Rewrite every line of the records below as a Markdown table with two columns, "No." for the row number and "Text" for the line, leaving out any blank lines.

## [Source data]
+++

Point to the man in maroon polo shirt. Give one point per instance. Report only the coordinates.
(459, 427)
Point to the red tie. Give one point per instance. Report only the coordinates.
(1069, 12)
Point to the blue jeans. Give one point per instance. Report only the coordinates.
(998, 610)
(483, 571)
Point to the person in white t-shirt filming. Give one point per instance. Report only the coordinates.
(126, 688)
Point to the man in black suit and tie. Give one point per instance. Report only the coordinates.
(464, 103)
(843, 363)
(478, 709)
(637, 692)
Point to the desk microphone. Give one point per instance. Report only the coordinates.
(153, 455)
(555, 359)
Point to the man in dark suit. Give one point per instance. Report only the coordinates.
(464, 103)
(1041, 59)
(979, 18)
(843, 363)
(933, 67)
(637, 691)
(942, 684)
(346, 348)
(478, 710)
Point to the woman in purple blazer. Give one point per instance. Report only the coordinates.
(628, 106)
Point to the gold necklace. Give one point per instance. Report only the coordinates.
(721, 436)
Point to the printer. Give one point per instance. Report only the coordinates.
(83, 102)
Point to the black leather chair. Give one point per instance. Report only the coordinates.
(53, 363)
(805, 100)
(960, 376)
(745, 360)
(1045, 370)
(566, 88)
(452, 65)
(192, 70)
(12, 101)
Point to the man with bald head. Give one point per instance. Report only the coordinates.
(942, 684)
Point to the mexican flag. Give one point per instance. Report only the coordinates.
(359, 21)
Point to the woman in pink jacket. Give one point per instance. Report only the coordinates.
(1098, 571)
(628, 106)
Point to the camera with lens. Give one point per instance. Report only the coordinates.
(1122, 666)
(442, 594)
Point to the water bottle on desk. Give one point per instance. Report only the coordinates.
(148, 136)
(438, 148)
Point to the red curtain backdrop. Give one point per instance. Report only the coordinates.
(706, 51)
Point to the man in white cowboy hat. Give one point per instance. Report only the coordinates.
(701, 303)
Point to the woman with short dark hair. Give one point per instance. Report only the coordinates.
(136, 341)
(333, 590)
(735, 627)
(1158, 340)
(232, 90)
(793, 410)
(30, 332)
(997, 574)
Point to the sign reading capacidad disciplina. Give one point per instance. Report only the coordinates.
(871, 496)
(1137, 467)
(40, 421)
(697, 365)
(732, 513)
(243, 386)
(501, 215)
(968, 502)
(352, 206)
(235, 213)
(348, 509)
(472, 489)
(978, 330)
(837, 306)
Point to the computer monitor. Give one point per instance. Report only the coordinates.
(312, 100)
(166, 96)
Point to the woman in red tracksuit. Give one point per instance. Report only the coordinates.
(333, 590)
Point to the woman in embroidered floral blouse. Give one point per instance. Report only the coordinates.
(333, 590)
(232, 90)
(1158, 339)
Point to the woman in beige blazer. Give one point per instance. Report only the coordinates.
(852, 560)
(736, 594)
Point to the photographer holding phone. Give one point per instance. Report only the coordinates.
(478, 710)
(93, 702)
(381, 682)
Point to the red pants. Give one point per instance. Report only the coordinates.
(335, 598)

+++

## [Answer to the task]
| No. | Text |
|---|---|
| 1 | Point to the man in maroon polo shirt. Give one point per instance. Report only the coordinates. |
| 2 | (459, 427) |
| 3 | Point to the red tie. Give one point per instance. Report only the coordinates. |
| 4 | (1069, 12) |
| 5 | Point to the blue jeans. Give one point per instance. Report only the coordinates. |
| 6 | (998, 610) |
| 7 | (483, 571) |
| 8 | Point to the person in white t-shirt filming. Give one point per instance. Report only the coordinates. |
| 9 | (126, 688) |
| 10 | Point to the man in black suit and tie. Give one point per instance. Report only the coordinates. |
| 11 | (464, 103) |
| 12 | (843, 363) |
| 13 | (478, 709) |
| 14 | (637, 692) |
| 15 | Point to the desk microphone. Give one point per instance. Report only the coordinates. |
| 16 | (153, 455) |
| 17 | (555, 359) |
| 18 | Point to the man in dark suit. Give one point per instance. Report only the coordinates. |
| 19 | (464, 103) |
| 20 | (1041, 59) |
| 21 | (979, 18) |
| 22 | (843, 363) |
| 23 | (933, 67) |
| 24 | (637, 691) |
| 25 | (942, 684) |
| 26 | (346, 348) |
| 27 | (478, 710) |
| 28 | Point to the woman in purple blazer. Give one point per instance. Report only the coordinates. |
| 29 | (628, 106) |
| 30 | Point to the gold necklace. Give one point per instance. Report only the coordinates. |
| 31 | (721, 436) |
| 32 | Point to the printer. Give one point per instance. Report only the coordinates. |
| 33 | (83, 102) |
| 34 | Point to the black leather chair. Give one point per instance. Report only the coordinates. |
| 35 | (53, 363) |
| 36 | (805, 100) |
| 37 | (960, 376) |
| 38 | (745, 360) |
| 39 | (1045, 370) |
| 40 | (566, 88) |
| 41 | (452, 65) |
| 42 | (192, 70) |
| 43 | (12, 101) |
| 44 | Point to the man with bald head. Give one point per instance. Report only the coordinates. |
| 45 | (942, 684) |
| 46 | Point to the mexican flag. Give one point per instance. Report only the coordinates. |
| 47 | (359, 21) |
| 48 | Point to the woman in pink jacket. Give one point per instance. Report only the coordinates. |
| 49 | (1098, 571) |
| 50 | (628, 106) |
| 51 | Point to the camera with lens. Give one point per instance. Report only the coordinates. |
| 52 | (1122, 666) |
| 53 | (442, 594) |
| 54 | Point to the water bottle on desk. Give one point per instance. Report only the coordinates. |
| 55 | (148, 136) |
| 56 | (438, 148) |
| 57 | Point to the red curtain backdrop. Give one point per instance. Report only the coordinates. |
| 58 | (706, 51) |
| 59 | Point to the man in white cowboy hat. Give one point per instance. Report only the coordinates. |
| 60 | (701, 303) |
| 61 | Point to the woman with short dark hair. Give one point per instance. Report only the coordinates. |
| 62 | (136, 341) |
| 63 | (333, 590) |
| 64 | (735, 627) |
| 65 | (1158, 340) |
| 66 | (232, 90) |
| 67 | (793, 410) |
| 68 | (30, 332) |
| 69 | (997, 574) |
| 70 | Point to the sign reading capacidad disciplina. Give one point per instance. Report only the coordinates. |
| 71 | (871, 496) |
| 72 | (1137, 467) |
| 73 | (40, 421) |
| 74 | (697, 365) |
| 75 | (732, 513) |
| 76 | (243, 386) |
| 77 | (501, 215) |
| 78 | (968, 502) |
| 79 | (352, 206) |
| 80 | (235, 213) |
| 81 | (348, 509) |
| 82 | (472, 489) |
| 83 | (978, 330) |
| 84 | (837, 306) |
| 85 | Point to the computer monitor. Give one point per instance. Report only the coordinates. |
| 86 | (312, 100) |
| 87 | (166, 96) |
| 88 | Point to the woman in red tracksuit. Give one point per instance. Report only the coordinates. |
| 89 | (333, 590) |
| 90 | Point to the woman in embroidered floral blouse. Give one point per instance. Report only the coordinates. |
| 91 | (333, 590) |
| 92 | (232, 90) |
| 93 | (1158, 339) |
| 94 | Point to the woman in beige blazer. Give one point per instance. Report only the coordinates. |
| 95 | (852, 560) |
| 96 | (736, 594) |
| 97 | Point to the photographer holding phone. Give one point per instance. Report only the coordinates. |
| 98 | (478, 710) |
| 99 | (93, 702) |
| 100 | (381, 682) |
| 101 | Point to the red pants. Give one point per instance. Report only the coordinates. |
| 102 | (335, 598) |